Supplied records
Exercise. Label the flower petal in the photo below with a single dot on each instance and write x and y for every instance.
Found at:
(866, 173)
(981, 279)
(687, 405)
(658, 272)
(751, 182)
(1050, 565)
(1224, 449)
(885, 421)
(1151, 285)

--

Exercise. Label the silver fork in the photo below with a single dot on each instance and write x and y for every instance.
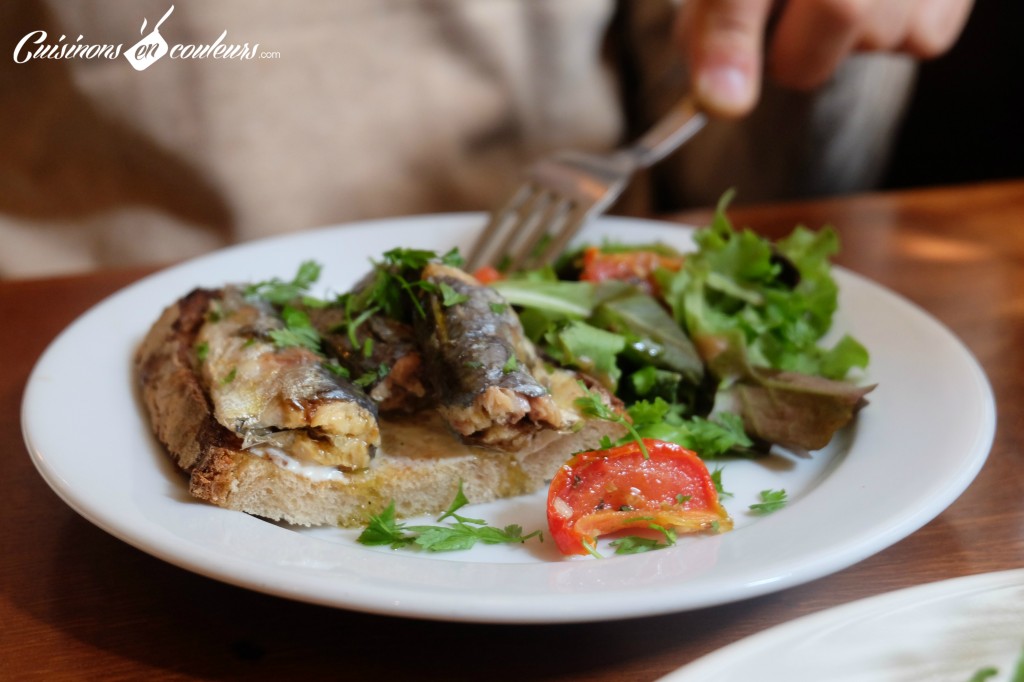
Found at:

Problem description
Return, from the entries, each line that holds "every".

Your solution
Exercise. Label the flower petal in the photo below with a single dot on each instance and write x and y for every instance.
Exercise. Label the silver fork in the photo below with a single dot on each instance and write x and y for every instance.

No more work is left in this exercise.